(Raw records)
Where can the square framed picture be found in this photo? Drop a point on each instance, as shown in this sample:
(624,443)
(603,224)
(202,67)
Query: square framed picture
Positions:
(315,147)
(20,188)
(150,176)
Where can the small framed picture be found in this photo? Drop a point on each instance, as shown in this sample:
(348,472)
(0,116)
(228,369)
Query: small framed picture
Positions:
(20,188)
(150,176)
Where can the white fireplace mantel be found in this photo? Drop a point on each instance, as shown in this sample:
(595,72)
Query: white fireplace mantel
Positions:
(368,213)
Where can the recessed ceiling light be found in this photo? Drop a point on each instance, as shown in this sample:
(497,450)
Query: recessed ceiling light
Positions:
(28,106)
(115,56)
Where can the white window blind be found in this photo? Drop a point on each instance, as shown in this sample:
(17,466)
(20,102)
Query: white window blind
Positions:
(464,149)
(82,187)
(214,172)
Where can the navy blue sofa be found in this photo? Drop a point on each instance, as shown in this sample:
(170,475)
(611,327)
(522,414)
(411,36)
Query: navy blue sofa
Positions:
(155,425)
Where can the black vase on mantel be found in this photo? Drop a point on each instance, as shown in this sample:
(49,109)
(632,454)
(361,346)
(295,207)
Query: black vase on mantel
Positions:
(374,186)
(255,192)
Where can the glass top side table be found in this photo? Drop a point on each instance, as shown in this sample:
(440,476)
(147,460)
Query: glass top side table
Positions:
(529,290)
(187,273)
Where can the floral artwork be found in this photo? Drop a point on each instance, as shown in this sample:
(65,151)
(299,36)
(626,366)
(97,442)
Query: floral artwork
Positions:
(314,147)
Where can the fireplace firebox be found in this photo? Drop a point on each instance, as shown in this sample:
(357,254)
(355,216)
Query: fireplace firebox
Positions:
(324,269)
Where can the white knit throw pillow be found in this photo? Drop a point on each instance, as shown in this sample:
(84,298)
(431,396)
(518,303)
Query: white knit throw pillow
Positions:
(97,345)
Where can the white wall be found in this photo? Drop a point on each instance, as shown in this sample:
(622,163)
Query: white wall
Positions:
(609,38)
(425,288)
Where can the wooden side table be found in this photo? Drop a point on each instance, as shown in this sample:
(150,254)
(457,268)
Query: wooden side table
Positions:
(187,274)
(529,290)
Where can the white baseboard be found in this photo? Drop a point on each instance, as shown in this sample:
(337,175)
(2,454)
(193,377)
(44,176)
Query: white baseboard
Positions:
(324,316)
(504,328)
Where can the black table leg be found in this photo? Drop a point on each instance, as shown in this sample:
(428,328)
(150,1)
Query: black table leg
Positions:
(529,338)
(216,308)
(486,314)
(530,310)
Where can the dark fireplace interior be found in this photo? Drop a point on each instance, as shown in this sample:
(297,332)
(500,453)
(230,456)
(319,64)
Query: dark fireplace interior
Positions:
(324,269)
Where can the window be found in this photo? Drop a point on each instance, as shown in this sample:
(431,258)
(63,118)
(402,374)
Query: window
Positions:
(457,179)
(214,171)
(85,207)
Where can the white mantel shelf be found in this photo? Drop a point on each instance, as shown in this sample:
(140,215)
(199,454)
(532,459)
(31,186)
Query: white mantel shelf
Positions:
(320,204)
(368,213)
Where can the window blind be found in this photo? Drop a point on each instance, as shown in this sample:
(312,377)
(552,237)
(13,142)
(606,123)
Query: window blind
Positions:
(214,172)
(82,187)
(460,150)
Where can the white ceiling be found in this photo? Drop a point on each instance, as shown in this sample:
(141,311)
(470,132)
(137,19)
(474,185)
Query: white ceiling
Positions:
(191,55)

* **THE PROBLEM**
Rewrite the lines from the one containing "Where can the window blind" through the end of the records, changing "window blind" to "window shade" and keeping everything else as it is. Give only those lines.

* **FULL SOLUTION**
Where can the window shade be found in this photo? Drop a point on each instance, as shown in this sample:
(312,377)
(552,237)
(13,142)
(606,123)
Query: window shade
Positions:
(214,172)
(82,187)
(460,150)
Where can the white ceiling be found in this photo? Drop a point on each instance, as shown in this sample:
(141,311)
(470,132)
(137,19)
(474,185)
Query: white ceiling
Positions:
(191,55)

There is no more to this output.